EXERCISE INPUTS –
▼
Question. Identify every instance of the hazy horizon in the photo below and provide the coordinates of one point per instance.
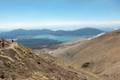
(58, 14)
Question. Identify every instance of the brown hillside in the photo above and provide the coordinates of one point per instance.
(20, 63)
(100, 56)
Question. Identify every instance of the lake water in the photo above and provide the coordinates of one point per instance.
(60, 38)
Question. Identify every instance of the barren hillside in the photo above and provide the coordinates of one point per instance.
(20, 63)
(100, 56)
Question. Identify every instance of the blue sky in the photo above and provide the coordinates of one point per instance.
(57, 14)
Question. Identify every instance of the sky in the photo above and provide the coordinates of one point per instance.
(58, 14)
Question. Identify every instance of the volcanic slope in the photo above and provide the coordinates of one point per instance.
(20, 63)
(100, 56)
▲
Write out only those lines of the entries that lie between the line containing "Question. Identify every instance of the sky" and the last line, inclusive, reproducing them exactly.

Question. Identify every instance of the sky in the photo above and provide the coordinates of one point per instance.
(58, 14)
Question. Identify every instance of the volcanic slope in the photo above and provide the coordinates of one point per instance.
(20, 63)
(100, 56)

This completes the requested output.